◆ **EXCERPTED PASSAGE**:
·····

Surinach’s music is characterised by his sense of melody and a strong rhythmic vitality. His choral piece, Canciones del Alma, reflects this and it is easy to see why his music was popular with choreographers. Canciones del Alma consists of four settings of the poetry of St. John of the Cross, the 16th century Spanish mystic. St. John used the language of earthly love to describe his visions of divine love.

Surinach’s choral pieces reflect this passionate language and mix Spanish, flamenco-influenced rhythms and melodies, with other vibrant influences. The closest parallel that I can think of is with Ginastera’s choral settings of the Lamentations of Jeremiah, another work written by a Latin composer in exile in the USA.

The enterprising American choral group, the St. Louis Chamber Chorus, under its British conductor Philip Barnes, has made Surinach’s Canciones del Alma the centrepiece of an enterprising programme based around the poetry of St. John of the Cross.

·····

◆ **GIVEN RECORDS**:

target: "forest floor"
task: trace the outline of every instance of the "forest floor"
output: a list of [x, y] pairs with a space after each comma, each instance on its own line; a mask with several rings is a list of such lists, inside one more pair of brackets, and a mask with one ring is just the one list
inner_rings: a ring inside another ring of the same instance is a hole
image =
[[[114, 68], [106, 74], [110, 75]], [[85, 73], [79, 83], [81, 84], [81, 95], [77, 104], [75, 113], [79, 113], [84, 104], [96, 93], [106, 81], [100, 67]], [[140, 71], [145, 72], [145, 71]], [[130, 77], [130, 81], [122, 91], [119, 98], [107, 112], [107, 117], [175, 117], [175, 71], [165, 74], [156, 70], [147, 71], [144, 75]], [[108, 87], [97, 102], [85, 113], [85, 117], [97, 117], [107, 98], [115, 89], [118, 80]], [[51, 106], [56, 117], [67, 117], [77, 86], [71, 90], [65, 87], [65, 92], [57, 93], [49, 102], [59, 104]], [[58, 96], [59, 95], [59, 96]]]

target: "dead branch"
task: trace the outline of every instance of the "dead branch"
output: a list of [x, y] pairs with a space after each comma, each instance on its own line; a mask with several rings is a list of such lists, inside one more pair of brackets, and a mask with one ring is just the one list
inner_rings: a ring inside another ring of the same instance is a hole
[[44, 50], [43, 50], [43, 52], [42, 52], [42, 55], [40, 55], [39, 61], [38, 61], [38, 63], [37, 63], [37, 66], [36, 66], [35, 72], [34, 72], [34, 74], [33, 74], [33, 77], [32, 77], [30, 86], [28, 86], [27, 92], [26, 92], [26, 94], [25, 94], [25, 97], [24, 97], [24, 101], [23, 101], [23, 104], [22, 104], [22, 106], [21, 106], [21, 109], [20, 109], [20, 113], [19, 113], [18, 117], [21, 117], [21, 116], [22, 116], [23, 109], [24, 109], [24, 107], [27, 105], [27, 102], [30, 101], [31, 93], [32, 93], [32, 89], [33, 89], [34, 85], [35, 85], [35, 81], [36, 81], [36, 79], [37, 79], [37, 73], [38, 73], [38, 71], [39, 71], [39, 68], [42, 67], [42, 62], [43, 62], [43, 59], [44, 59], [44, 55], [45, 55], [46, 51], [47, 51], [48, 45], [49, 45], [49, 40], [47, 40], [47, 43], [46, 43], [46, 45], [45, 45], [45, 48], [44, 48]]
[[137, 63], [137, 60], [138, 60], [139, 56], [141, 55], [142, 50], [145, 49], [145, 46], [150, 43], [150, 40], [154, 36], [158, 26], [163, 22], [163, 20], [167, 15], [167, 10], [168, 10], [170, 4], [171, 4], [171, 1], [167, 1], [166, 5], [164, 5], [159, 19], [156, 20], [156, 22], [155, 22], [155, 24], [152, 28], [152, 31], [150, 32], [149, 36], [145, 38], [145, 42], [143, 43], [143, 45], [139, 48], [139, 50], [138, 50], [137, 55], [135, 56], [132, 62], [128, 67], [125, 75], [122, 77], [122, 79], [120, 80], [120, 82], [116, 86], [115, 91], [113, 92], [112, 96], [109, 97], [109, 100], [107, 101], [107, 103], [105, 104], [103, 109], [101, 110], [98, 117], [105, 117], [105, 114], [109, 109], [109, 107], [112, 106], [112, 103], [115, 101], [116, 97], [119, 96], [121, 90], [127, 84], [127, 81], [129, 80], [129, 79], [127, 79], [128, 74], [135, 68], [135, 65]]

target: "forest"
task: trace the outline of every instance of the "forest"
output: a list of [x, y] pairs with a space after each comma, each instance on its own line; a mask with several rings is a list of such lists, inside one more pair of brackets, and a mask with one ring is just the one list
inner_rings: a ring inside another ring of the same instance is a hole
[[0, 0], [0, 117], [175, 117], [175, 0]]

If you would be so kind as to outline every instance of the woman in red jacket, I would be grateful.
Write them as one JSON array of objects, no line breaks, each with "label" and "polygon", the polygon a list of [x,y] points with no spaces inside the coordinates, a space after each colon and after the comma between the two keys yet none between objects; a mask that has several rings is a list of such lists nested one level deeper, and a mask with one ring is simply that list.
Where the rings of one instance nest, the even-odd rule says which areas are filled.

·····

◆ **INSTRUCTIONS**:
a. According to the passage on Surinach's choral music, how many settings of St. John of the Cross's poetry make up Canciones del Alma?
b. Say whether each statement agrees with the passage on Surinach's choral music, answering yes or no and quoting the words that decide it: (i) The St. Louis Chamber Chorus is led by a British conductor. (ii) St. John of the Cross was a 17th-century mystic. (iii) Ginastera's settings of the Lamentations of Jeremiah are named as the closest parallel to Surinach's choral pieces.

◆ **ANSWERS TO EACH TASK**:
a. Four settings.

b.
(i) Yes: "under its British conductor Philip Barnes"
(ii) No: "the 16th century Spanish mystic"
(iii) Yes: "The closest parallel that I can think of is with Ginastera’s choral settings of the Lamentations of Jeremiah"